* **APPLY WHAT YOU READ**:
1 - In the article on Nissan's solid-state battery research, how long would it take at the current production rate to build enough batteries to power a single EV?
2 - Print the stretch of the Nissan battery article from "Automotive News recently" through "company told AN.".

TEXT PASSAGE below:

Automotive News recently spent some time at the special factory-within-a-factory at Nissan’s Oppama manufacturing plant to take a look at where the company’s advanced solid-state battery research is at. The takeaway? These promising batteries present some sobering challenges before they’ll power a new generation of Nissan EVs, and shed some light on the hurdles other automakers will have to overcome on the road to mass-producing them. But Nissan is confident the problems can be solved by 2028, the company told AN.
There are several fascinating revelations in the full story, which is highly recommended reading (subscription required). For one, despite a lack of inflammable liquid inside the battery packs, Nissan doesn’t want to bank on the advanced batteries being safe, or fire-proof. More power-dense than a conventional lithium-ion battery, there’s a lot of energy stored inside, which could produce something akin to a “bomb” according to a quote by Kazuhiro Doi, corporate vice president in charge of advanced battery research, to AN.
And then there’s the issue of scaling the production process up. The current assembly line is a manual process, AN reports, with workers mixing materials by hand. All told, Nissan can apparently produce only a few battery pouches (akin to li-ion cells) a month. At the current rate of production, it would take 8.3 years to build enough to power a single EV, according to production figures provided to AN. Obviously Nissan will need to develop mass-production equipment to improve this rate by an order of magnitude if it’s going to come close to hitting its targets.
Nissan thinks it can solve these issues, and is sticking to its 2028 goal of bringing the solid-state batteries—which have many advantages over lithium-ion technology—to market. It’s already figured out the solution to tricky solid-state issues, like charging in low temperature, Doi told AN. So the battery team is cautiously optimistic about the company’s prospects.
Nissan’s larger rival, Toyota, is also taking solid-state battery development very seriously, recently announcing a massive investment in developing the technology—and Toyota is definitely not alone. With so many engineers, and so many corporate dollars, going to perfect the tech for mass-production, we think it’s more a matter of when than if you’ll see solid-state EVs on sale at a dealer near you.

End of TEXT PASSAGE.
LISTED ENTRIES below:

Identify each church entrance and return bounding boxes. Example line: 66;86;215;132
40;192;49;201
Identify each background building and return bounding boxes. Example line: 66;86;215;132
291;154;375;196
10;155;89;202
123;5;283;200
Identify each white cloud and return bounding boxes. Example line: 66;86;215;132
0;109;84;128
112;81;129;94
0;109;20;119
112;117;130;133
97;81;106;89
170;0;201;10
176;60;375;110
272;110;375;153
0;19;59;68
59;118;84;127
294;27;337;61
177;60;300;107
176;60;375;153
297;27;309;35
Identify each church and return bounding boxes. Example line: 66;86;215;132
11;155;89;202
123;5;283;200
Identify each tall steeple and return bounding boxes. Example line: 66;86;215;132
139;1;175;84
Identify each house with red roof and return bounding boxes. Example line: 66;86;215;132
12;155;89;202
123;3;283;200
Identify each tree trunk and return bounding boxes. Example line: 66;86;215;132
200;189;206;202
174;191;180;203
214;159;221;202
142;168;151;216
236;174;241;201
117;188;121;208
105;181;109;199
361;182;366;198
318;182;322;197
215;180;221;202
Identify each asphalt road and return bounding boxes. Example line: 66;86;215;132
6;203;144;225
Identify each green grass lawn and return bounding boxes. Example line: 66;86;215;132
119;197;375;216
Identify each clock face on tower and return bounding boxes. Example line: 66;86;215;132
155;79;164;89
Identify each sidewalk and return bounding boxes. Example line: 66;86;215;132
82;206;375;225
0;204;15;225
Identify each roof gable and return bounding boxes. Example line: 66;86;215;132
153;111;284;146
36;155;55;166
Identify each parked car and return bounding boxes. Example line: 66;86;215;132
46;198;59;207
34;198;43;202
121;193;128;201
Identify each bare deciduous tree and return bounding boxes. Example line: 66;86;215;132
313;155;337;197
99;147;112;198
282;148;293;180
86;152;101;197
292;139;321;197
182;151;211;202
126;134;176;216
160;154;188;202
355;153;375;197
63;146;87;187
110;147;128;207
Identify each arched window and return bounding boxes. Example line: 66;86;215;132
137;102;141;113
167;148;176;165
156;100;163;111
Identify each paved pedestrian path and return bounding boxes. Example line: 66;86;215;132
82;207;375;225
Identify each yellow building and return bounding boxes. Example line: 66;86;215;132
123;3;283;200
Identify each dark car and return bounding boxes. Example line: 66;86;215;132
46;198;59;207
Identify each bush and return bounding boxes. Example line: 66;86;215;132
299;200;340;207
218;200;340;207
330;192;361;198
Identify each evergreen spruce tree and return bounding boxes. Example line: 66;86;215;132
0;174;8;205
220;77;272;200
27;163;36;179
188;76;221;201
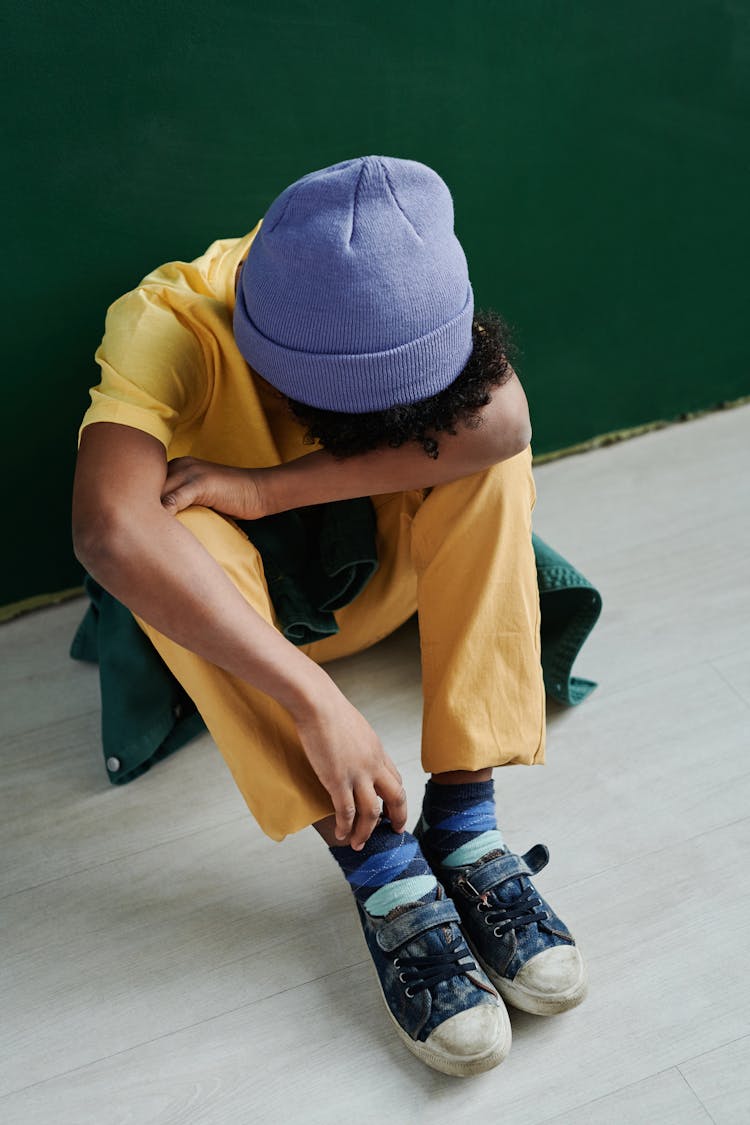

End of LISTED ENTRIES.

* **OUTPUTS FOR THE TASKS**:
1 - 8.3 years

2 -
Automotive News recently spent some time at the special factory-within-a-factory at Nissan’s Oppama manufacturing plant to take a look at where the company’s advanced solid-state battery research is at. The takeaway? These promising batteries present some sobering challenges before they’ll power a new generation of Nissan EVs, and shed some light on the hurdles other automakers will have to overcome on the road to mass-producing them. But Nissan is confident the problems can be solved by 2028, the company told AN.